Обновите строки от строки с «Label each instance of the stone column» до строки с «column 80, row 75», заменив «distant hill» на «remote hill». Всё остальное оставьте без изменений.
***** Исходные данные
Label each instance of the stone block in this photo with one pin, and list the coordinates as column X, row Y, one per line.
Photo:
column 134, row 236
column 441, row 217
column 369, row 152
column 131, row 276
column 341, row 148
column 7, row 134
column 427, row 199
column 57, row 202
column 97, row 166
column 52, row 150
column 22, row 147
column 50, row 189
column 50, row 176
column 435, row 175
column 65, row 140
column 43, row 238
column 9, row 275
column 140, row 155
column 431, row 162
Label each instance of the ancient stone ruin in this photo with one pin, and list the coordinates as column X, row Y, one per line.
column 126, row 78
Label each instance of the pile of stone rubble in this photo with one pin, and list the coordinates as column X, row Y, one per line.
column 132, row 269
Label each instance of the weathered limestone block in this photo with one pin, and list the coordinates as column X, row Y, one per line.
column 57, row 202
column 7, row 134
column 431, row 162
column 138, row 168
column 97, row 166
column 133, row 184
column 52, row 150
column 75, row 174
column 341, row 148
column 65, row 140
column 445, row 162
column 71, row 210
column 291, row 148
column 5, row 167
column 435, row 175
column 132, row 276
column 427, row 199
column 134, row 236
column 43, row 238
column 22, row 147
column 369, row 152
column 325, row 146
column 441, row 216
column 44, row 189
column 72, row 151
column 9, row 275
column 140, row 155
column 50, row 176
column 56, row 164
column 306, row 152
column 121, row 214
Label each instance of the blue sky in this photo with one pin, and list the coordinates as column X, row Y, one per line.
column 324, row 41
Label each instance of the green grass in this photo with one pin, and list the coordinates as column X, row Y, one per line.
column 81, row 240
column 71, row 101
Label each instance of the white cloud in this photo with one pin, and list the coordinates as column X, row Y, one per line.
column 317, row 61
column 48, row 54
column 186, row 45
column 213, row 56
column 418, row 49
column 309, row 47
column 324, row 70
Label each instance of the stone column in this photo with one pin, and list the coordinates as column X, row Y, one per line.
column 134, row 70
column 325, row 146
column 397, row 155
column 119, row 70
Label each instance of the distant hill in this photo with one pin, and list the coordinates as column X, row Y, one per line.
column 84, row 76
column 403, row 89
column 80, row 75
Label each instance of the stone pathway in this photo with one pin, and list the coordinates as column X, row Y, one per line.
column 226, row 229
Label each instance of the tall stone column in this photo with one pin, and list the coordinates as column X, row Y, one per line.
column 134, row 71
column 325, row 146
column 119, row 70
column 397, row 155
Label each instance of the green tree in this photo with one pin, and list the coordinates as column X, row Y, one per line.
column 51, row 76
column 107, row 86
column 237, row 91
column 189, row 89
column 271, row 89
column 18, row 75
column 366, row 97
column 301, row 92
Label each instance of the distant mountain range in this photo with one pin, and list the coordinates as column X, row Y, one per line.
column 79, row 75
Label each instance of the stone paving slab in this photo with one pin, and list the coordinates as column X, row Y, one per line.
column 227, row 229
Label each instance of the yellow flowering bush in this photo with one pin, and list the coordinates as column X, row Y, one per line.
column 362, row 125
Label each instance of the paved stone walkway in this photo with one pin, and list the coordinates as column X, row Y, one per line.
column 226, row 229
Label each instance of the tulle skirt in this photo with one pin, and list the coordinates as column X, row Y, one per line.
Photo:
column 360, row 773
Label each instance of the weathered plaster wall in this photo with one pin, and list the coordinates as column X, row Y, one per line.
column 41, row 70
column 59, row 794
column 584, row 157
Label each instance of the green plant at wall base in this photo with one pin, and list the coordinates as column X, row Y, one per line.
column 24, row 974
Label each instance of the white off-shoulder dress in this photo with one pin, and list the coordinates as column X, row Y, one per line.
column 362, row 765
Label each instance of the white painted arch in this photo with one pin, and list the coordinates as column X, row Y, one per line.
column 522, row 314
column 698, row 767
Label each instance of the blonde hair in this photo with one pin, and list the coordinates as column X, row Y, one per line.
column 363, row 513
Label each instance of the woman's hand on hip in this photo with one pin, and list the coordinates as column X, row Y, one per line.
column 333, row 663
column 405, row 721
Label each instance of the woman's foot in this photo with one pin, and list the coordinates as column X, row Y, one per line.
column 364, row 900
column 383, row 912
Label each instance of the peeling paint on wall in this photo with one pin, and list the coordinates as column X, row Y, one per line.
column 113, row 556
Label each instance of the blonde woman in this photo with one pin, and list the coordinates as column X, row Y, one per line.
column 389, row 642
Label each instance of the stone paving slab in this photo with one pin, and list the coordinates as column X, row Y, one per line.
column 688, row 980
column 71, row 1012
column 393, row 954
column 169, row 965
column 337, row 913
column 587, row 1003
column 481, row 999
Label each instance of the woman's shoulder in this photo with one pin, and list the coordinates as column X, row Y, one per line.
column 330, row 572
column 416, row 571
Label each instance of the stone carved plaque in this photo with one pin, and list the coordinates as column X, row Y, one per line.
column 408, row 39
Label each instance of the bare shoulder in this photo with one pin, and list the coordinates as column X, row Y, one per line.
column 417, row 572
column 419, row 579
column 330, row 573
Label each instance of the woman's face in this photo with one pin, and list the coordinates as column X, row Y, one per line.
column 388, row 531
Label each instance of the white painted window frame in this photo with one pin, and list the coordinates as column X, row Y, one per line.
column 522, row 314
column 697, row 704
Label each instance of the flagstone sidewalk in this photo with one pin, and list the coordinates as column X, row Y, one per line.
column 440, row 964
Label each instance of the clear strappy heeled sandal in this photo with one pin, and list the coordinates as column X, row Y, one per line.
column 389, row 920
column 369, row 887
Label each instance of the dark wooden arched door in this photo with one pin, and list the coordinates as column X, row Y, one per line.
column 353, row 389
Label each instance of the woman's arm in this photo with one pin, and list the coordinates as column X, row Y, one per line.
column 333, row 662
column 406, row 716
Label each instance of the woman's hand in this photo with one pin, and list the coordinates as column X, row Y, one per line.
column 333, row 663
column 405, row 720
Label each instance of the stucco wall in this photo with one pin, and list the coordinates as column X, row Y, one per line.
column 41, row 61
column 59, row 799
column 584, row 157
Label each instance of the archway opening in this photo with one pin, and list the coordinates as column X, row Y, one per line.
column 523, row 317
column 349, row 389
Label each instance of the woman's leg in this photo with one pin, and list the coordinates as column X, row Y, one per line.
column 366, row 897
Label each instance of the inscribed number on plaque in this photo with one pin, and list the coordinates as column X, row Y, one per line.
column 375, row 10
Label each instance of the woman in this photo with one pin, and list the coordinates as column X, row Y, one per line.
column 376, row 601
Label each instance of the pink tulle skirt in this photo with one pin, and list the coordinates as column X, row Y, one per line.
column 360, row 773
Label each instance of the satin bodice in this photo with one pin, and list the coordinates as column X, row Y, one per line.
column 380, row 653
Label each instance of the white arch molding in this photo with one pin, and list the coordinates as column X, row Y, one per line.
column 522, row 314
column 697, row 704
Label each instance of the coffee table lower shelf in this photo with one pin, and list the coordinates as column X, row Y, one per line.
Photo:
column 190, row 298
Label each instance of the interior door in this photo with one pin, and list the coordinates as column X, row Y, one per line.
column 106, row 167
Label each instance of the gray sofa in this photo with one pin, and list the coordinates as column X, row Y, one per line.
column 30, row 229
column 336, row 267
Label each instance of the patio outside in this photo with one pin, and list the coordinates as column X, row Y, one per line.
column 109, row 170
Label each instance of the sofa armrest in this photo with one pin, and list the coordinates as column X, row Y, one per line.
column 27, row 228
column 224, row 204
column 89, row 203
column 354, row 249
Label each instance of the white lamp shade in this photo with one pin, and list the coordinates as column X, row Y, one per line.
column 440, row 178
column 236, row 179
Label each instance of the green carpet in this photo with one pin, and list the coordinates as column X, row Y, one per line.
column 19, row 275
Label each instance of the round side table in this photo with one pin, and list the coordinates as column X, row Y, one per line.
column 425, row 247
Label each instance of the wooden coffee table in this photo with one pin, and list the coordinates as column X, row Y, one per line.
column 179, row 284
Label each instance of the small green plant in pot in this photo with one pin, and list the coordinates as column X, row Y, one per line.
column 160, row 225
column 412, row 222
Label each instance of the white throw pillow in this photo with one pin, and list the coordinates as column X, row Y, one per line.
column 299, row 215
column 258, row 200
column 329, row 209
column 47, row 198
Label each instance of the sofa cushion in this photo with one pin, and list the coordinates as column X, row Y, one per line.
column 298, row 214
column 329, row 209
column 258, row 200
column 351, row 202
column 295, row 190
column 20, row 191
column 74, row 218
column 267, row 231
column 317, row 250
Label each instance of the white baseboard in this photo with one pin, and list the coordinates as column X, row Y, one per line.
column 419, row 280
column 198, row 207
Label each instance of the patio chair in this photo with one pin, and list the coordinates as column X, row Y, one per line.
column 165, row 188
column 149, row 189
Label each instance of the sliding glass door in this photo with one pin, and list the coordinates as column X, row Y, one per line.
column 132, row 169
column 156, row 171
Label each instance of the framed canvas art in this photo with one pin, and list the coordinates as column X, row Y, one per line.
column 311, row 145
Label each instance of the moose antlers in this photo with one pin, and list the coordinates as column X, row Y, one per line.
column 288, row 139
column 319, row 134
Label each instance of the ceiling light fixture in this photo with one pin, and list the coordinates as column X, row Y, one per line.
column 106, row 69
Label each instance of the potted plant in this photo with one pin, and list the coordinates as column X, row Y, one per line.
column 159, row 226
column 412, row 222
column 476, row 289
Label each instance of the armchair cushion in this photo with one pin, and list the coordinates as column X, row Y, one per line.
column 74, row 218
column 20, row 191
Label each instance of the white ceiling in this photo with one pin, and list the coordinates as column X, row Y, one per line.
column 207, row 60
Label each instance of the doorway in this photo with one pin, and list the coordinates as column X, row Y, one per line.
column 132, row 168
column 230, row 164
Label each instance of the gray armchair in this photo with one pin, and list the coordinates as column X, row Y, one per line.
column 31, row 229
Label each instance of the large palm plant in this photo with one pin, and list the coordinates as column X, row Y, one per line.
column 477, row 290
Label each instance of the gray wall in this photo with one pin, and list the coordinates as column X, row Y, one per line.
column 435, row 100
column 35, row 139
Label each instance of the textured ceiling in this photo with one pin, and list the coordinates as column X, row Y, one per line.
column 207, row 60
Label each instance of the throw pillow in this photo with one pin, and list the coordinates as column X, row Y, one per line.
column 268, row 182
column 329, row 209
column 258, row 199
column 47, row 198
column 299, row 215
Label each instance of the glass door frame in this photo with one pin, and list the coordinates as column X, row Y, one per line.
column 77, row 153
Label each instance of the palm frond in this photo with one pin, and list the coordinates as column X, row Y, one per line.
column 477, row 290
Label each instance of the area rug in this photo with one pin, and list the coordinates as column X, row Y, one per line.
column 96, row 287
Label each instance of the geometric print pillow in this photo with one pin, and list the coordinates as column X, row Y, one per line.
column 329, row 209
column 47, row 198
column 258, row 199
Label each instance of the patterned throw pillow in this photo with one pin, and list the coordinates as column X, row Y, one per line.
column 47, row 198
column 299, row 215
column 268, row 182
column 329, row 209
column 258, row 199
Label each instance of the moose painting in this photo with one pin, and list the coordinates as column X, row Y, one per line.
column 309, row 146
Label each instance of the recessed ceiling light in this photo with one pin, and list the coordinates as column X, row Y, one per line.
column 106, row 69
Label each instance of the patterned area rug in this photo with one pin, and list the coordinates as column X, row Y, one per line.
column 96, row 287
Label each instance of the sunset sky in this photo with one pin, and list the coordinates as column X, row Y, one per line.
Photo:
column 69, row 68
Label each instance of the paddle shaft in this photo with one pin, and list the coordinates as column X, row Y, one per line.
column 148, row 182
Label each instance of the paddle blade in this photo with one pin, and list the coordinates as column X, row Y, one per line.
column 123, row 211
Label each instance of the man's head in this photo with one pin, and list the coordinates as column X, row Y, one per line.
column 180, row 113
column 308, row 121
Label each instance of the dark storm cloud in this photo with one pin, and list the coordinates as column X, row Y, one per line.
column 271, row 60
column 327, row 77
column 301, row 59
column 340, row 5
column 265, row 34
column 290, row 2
**********
* Письменное решение
Label each instance of the stone column in this photo with one pin, and list the coordinates as column X, row Y, one per line.
column 134, row 70
column 325, row 146
column 397, row 155
column 119, row 70
Label each instance of the remote hill in this photo with one pin, and list the coordinates as column X, row Y, one per line.
column 84, row 76
column 403, row 89
column 80, row 75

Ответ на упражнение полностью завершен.